Stored data entries
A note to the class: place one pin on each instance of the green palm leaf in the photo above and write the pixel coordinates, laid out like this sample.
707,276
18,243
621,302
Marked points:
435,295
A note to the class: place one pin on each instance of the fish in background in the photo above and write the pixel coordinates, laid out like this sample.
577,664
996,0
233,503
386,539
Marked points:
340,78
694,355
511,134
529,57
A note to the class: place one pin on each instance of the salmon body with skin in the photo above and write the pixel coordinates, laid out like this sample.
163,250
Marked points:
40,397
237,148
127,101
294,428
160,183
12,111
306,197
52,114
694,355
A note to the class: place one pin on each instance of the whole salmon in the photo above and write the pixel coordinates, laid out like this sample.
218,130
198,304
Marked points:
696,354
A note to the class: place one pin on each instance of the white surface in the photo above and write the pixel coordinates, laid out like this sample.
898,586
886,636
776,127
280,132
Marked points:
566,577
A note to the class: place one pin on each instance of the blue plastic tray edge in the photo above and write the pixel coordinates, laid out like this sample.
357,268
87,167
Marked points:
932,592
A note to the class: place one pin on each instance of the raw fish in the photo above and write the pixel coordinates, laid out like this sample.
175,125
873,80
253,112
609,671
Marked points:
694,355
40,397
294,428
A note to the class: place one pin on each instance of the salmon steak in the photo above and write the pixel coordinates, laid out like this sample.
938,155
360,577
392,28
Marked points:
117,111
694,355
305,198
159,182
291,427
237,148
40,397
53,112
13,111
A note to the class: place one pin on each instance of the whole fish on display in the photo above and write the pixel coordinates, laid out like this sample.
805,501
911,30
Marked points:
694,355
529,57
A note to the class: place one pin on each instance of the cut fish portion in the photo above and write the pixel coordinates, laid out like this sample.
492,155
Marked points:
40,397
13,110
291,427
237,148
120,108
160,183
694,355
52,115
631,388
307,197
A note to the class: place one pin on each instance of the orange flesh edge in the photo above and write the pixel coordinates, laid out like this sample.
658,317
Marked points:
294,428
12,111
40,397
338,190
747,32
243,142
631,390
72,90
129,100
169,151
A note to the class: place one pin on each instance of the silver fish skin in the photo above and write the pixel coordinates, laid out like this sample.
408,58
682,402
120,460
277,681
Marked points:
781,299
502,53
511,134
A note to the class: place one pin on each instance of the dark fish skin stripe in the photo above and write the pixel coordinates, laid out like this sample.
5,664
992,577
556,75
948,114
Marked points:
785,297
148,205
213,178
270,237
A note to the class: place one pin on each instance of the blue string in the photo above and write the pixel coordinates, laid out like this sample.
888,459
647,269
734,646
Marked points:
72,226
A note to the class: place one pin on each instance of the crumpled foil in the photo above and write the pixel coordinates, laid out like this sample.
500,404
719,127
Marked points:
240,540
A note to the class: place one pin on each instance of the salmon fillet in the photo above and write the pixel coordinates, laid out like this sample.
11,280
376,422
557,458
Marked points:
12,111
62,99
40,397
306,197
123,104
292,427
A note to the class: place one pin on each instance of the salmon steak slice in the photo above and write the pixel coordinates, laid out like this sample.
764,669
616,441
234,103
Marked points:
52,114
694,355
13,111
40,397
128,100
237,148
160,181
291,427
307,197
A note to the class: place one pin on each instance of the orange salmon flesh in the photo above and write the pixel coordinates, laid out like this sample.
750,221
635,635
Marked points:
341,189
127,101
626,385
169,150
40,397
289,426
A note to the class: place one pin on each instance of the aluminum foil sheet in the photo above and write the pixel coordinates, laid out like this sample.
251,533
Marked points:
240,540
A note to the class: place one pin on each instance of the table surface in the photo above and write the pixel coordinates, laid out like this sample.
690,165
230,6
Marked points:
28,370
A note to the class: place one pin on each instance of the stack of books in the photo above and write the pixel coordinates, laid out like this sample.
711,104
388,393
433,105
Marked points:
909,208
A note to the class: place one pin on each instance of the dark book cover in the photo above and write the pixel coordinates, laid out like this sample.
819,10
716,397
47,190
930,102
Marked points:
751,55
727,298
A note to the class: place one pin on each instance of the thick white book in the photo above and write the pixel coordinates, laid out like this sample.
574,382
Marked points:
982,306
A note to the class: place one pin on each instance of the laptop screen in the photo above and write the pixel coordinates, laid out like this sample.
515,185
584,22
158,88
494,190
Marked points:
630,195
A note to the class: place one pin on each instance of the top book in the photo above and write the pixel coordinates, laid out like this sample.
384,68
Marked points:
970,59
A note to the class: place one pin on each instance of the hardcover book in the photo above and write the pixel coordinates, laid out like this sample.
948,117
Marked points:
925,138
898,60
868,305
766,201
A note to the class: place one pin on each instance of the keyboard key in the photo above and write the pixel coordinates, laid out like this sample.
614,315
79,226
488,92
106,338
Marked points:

• [Instructions to follow]: Could you reproduce the items from the line with "of the aluminum" through the end of the items, swapping "Marked points" for "Pinned points" and leaving all else unchanged?

• [Output for this task]:
A note to the class: place one pin on each instance of the aluminum foil sheet in the photo above and write the pixel coordinates, laid out like this sample.
251,533
Pinned points:
240,540
A note to the class: place one pin on each instance of the table surface in the photo above and write the pixel coordinates, laid out like this sample.
690,165
230,6
Pinned points:
28,370
A note to the class: place one pin on each instance of the stack of books in the photo above and write the pixel coordinates, laid out like this sample.
711,104
388,393
433,105
Pinned points:
909,208
A note to the class: place one pin on each instance of the dark book cover in the photo above and write the pixel coordinates, laid out like this sample.
819,10
716,397
47,190
930,102
Pinned points:
751,55
727,298
A note to the class: place one pin on each instance of the thick white book in the photo above and write the pixel coordinates, laid out like this sample.
574,382
Pinned points:
982,306
A note to the class: place one pin on each instance of the laptop screen in the photo above and write the pixel coordinates, laid out like this sample.
515,185
584,22
158,88
494,190
Pinned points:
630,195
A note to the class: place one pin on each instance of the top book in the photo above and write the pixel coordinates, laid out like this sample.
384,68
Pinned points:
970,59
A note to the class: place one pin on each instance of the hardcover book in the photo above and write the pixel coordinates, laid out like this sample.
948,117
Pinned points:
925,138
898,60
868,305
766,201
A note to the class: place one pin on each instance of the keyboard key in the photo above and write the pixel coordinates, laid out like this sample.
614,315
79,226
488,92
106,338
Pinned points:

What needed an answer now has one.